BRANO PROPOSTO:
Da “lo smacchiamo!” a #ciaone, da Bersani immortalato (e condiviso) mentre beve una birra fino a quell’«arrivo, arrivo» che ha scandito l’ingresso di Renzi a Palazzo Chigi. Ma a risalire nei meandri della memoria si arriva alla “festa Facebook” per 500 amici organizzata da Walter Veltroni a fine 2008. I primi dieci anni di vita del Pd hanno coinciso in maniera quasi perfetta con la necessità per la politica di confrontarsi con quelli che chiamavamo “nuovi media”. Si può fare la storia del primo decennio di vita del Pd attraverso i suoi social network. Un rapporto di amore-odio, negli stessi anni in cui il partito della Rete, Il Movimento 5 Stelle, raggiunge i suoi trionfi elettorali.

In principio furono i blog: negli anni della fondazione, i democratici di ogni ordine e grado si incontravano sulla piattaforma “il Cannocchiale”: da Stefano Ceccanti a Mario Adinolfi, candidato alla segreteria con una mozione blogger. Pippo Civati, blogger indefesso e minoritario per scelta di vita, si appoggiava invece alla piattaforma Splinder. E Paolo Gentiloni difendeva in rete i blog dall’obbligo di registrazione previsto dal ddl Levi, trovando una sponda in un’altra nota blogstar: Beppe Grillo.

Sbarcati su Facebook, grazie all’intuizione di Veltroni, i dem ebbero il loro battesimo del fuoco con YouTube grazie a un discorso della giovane Debora Serracchiani, durante la segreteria Franceschini: e il video divenne virale.

L’era bersaniana sui social si aprì con il tentativo dell’allora tesoriere Antonio Misiani di bloccare l’accesso a Facebook per i dipendenti del Nazareno che non dovessero occuparsi di comunicazione. E si chiuse - quasi una legge del contrappasso - con una diretta streaming rimasta nella storia della comunicazione politica: le consultazioni per la formazione del governo, seguite alle elezioni del 2013, il match tra Pier Luigi Bersani ed Enrico Letta da un lato, i 5 stelle Vito Crimi e Roberta Lombardi dall’altro.

MATERIALE FORNITO:
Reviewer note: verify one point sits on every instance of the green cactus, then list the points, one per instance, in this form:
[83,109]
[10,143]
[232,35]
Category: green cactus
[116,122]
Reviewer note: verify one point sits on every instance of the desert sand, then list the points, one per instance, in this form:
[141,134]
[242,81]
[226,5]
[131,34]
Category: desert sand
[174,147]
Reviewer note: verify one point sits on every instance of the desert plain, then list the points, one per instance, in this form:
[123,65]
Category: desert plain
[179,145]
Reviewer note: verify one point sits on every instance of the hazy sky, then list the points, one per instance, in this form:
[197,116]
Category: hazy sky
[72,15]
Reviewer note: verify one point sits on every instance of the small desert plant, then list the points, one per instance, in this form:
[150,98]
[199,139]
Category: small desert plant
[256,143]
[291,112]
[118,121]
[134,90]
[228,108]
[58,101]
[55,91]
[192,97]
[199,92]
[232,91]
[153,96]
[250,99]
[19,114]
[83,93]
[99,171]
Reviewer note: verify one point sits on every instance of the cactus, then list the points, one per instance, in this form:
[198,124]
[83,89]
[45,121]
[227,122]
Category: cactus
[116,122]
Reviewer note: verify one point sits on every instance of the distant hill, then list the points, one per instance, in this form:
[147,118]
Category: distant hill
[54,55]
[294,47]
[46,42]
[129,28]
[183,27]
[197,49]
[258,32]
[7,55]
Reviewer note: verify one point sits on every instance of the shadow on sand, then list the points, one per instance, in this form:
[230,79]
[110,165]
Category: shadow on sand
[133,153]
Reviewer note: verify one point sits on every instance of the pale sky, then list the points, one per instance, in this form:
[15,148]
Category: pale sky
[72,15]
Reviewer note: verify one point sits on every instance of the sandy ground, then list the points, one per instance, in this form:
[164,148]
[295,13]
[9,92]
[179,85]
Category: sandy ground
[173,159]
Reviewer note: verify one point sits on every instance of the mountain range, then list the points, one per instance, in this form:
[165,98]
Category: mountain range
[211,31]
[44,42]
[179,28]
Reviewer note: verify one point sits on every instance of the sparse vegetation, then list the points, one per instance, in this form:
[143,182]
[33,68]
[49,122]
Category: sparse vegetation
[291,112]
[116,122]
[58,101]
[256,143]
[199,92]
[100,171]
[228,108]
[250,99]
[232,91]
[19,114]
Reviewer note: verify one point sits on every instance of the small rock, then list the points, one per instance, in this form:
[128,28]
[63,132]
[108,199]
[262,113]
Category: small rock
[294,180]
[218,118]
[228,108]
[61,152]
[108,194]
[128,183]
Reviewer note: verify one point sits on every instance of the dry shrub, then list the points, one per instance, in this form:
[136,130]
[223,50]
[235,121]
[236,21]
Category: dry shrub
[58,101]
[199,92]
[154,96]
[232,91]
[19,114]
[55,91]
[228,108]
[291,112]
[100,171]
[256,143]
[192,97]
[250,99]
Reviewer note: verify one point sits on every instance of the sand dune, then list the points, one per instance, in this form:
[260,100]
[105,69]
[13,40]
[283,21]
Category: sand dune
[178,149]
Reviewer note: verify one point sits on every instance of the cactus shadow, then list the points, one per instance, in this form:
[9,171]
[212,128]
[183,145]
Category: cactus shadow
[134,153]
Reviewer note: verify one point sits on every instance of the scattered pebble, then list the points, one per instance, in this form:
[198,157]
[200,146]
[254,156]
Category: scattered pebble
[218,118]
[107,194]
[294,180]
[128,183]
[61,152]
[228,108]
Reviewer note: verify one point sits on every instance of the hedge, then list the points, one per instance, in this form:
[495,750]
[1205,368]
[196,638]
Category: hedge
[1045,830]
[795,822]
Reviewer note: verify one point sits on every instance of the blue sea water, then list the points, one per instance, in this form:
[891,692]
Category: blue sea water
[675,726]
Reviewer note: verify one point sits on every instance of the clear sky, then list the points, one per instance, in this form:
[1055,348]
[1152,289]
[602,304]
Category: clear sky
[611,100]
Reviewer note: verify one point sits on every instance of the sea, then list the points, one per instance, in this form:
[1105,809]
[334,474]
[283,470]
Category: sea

CONSEGNA: Riporta parola per parola il brano sul Pd e i social network da "In principio furono" a "video divenne virale.". Le voci qui presenti non servono per questo lavoro.

SPAZIO RISPOSTA:
In principio furono i blog: negli anni della fondazione, i democratici di ogni ordine e grado si incontravano sulla piattaforma “il Cannocchiale”: da Stefano Ceccanti a Mario Adinolfi, candidato alla segreteria con una mozione blogger. Pippo Civati, blogger indefesso e minoritario per scelta di vita, si appoggiava invece alla piattaforma Splinder. E Paolo Gentiloni difendeva in rete i blog dall’obbligo di registrazione previsto dal ddl Levi, trovando una sponda in un’altra nota blogstar: Beppe Grillo.

Sbarcati su Facebook, grazie all’intuizione di Veltroni, i dem ebbero il loro battesimo del fuoco con YouTube grazie a un discorso della giovane Debora Serracchiani, durante la segreteria Franceschini: e il video divenne virale.